What the task asks: Swap "whole pixels" for "integer pixels" in the stretch from the start of the rows through the line that contains "For every instance, count", and write those lines out again with nothing else changed. Leave the pictures out of your answer.

Contour labeling rows:
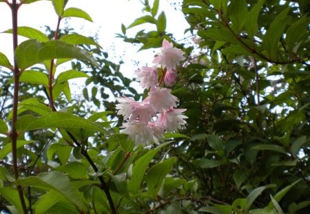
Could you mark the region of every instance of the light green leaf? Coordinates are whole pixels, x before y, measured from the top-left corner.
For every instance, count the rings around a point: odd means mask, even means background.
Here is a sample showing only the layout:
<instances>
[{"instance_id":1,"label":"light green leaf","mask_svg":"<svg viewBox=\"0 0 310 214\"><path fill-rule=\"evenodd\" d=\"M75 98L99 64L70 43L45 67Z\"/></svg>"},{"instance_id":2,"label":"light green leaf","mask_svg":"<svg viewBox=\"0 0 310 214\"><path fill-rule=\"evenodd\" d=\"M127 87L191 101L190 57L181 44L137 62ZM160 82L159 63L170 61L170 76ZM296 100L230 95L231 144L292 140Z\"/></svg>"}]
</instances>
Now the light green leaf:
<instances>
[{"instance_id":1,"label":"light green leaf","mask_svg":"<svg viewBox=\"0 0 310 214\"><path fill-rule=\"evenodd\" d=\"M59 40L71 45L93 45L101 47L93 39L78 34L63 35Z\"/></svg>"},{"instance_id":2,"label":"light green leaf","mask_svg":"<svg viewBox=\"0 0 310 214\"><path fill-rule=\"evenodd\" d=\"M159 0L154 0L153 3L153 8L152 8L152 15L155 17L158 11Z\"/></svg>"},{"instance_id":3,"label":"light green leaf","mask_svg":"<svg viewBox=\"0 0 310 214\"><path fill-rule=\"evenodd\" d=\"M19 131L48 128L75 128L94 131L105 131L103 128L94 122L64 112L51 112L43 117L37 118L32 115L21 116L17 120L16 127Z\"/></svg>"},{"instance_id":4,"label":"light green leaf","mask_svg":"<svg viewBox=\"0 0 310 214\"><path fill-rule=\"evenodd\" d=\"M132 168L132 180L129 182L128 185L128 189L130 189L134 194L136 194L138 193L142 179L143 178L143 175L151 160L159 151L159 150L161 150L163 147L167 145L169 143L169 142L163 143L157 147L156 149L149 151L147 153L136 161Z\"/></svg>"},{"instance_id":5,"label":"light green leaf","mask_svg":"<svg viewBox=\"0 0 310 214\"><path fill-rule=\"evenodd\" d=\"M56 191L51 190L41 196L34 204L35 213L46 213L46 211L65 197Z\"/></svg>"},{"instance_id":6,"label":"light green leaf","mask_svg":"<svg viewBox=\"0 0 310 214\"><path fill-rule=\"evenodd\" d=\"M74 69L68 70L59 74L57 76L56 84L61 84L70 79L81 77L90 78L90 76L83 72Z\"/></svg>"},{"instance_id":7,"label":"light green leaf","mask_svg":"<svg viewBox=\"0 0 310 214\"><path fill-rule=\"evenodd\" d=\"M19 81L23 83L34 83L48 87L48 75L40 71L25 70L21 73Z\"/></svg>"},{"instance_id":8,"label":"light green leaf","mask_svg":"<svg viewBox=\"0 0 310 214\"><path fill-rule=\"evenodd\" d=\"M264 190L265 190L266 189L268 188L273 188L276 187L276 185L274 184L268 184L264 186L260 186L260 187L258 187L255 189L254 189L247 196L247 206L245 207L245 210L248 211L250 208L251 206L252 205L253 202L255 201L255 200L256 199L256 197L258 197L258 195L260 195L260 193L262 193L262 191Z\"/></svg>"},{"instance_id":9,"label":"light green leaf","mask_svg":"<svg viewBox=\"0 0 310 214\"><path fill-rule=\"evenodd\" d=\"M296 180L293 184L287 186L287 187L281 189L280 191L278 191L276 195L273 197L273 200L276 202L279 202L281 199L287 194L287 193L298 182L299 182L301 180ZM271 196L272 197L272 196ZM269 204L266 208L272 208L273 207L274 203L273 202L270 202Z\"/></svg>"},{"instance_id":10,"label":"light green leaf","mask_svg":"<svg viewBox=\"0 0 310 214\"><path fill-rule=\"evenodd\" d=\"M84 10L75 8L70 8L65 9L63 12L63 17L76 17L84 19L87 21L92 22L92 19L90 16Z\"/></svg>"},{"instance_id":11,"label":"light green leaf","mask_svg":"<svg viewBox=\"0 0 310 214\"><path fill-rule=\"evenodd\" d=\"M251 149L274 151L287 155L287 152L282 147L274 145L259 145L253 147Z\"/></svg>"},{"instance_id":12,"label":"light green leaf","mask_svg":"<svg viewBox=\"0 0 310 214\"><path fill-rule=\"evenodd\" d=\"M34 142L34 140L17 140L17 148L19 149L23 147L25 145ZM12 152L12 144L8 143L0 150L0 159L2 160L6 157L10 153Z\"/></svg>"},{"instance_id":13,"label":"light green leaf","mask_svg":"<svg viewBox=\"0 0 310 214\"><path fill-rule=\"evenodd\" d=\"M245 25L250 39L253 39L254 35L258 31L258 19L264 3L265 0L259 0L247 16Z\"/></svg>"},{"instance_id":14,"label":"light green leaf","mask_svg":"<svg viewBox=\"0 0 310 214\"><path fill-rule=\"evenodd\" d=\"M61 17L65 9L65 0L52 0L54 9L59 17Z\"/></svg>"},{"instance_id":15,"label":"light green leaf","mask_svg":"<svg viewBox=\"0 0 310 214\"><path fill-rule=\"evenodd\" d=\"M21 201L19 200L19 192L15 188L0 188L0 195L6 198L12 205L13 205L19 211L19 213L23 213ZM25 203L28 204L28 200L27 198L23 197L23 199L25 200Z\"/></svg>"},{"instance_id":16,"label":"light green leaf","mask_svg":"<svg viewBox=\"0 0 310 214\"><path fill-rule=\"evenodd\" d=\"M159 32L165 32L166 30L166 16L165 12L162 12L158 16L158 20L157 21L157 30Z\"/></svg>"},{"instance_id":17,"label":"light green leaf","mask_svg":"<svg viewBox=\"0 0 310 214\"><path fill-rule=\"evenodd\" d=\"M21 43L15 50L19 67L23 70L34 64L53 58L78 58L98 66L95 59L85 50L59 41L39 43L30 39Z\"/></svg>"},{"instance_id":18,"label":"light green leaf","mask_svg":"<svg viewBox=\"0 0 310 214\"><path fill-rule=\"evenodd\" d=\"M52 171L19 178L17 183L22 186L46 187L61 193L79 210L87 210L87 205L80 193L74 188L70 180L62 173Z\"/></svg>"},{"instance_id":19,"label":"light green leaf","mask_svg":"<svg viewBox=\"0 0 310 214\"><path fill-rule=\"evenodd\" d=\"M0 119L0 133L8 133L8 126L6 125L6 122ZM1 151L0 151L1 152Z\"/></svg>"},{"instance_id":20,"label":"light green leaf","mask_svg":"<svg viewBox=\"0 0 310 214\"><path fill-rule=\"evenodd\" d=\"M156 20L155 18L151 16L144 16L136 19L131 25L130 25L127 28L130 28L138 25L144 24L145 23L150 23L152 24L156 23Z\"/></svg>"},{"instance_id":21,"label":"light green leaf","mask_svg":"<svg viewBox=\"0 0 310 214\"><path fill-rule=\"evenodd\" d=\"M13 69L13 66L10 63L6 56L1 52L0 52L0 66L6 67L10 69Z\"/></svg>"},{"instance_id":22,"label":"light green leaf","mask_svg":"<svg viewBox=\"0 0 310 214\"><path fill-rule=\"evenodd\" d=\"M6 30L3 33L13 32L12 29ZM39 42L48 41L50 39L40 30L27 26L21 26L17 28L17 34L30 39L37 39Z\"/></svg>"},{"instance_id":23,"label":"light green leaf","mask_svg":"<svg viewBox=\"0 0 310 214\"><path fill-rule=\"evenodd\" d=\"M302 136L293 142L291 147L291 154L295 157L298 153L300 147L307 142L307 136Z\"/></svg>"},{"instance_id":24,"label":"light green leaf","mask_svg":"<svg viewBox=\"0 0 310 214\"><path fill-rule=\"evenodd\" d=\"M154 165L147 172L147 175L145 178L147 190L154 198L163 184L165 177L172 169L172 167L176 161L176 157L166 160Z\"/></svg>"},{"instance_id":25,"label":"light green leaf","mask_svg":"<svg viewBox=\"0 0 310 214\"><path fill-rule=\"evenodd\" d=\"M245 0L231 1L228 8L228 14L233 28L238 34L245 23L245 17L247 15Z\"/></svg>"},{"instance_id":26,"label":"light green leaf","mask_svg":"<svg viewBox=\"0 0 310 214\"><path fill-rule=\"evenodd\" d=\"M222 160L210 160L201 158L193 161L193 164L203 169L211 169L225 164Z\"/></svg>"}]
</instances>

Response to the task:
Could you mark the region of every instance of the light green leaf? Coordinates are integer pixels, x before y, measured from the top-left corner.
For every instance, count the rings around a point: odd means mask, even means background.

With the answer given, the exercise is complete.